▸ **TASK ITEM A**
Do these statements agree with the article on the "Peace on Da Streets" Basketball Classic? (i) The tournament is in its 25th year. (ii) The tournament has no division for players under 14. (iii) Reid said the sponsors have withdrawn their support. For each, answer yes or no and quote the words from the article that decide it.
▸ **TASK ITEM B**
According to the article on the "Peace on Da Streets" Basketball Classic, who is the tournament's chief organizer?
[EXCERPT TO READ]
One of the longest-standing summer basketball events in the country is tentatively set for July, but with the country still under strict measures due to the COVID-19 pandemic, that event might have to be pushed back for later in the year.
The “Peace on Da Streets” Basketball Classic is now into its 25th year. Chief organizer Pastor Carlos Reid said even if they have to push it as far back as Christmas 2020, they still intend to stage the popular basketball tournament. It features a 13-and-under division, a 14-16 division, a 17-19 division, an open division and a church division. Also, there is the high-flying slam dunk competition, the exciting three-point competition and the always-entertaining celebrity game.
Reid said with this being the 25th year, the silver jubilee edition, there are innovative plans on the table as well.
“Well, we are ready to go – as soon as this pandemic is over and dealt with, we intend to go ahead with the tournament,” said Reid. “This is our 25th year so not having it is not an option right now. We just want to make sure we do it the right way – not breaking any laws and not putting anyone in danger. Even if we have to push the tournament back to later in the year, our intention is to still have it. Based on how the country is progressing, we will make a decision on when to have it.”
Reid said a number of their sponsors over the years remain committed to supporting the event once again.
“Right now, it’s just a matter of us being allowed to play, and once the ‘all clear’ sign is given, it’s full steam ahead,” he said. “This one means something to us. For 25 years, we have been laboring on this tournament, so this one is special, and with everything that has gone [on] in the country in the past 12 months, from Hurricane Dorian to COVID-19, hopefully an event like this could uplift the spirits of people in the various communities.”
Reid said it is their intention to have all of the amenities of years past, and also add something new this year.
[/EXCERPT TO READ]
[PROVIDED INFORMATION]
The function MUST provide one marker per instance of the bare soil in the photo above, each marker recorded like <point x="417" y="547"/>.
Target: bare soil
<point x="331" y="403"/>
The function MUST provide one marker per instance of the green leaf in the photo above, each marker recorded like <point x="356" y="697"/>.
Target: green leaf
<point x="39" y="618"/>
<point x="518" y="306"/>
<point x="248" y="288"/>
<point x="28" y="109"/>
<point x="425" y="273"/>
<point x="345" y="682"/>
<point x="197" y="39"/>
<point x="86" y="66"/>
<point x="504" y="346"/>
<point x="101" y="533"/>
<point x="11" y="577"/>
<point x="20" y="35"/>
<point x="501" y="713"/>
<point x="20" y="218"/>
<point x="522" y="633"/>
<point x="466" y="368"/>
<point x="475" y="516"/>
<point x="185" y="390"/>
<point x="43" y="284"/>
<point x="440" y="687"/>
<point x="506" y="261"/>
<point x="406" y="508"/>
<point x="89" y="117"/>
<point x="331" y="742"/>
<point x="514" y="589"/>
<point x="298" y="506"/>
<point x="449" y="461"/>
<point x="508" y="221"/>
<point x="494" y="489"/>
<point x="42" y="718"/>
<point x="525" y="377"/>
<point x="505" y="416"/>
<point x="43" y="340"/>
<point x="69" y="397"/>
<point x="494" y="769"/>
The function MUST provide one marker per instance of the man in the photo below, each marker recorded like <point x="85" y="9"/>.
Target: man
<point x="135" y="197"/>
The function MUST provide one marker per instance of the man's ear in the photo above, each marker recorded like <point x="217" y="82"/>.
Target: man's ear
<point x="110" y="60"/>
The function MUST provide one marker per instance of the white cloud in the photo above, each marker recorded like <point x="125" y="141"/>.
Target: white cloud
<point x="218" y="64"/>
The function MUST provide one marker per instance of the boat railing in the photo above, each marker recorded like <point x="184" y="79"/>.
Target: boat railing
[/PROVIDED INFORMATION]
▸ **OUTPUT A**
(i) Yes: "The “Peace on Da Streets” Basketball Classic is now into its 25th year."
(ii) No: "It features a 13-and-under division"
(iii) No: "a number of their sponsors over the years remain committed to supporting the event once again."

▸ **OUTPUT B**
Pastor Carlos Reid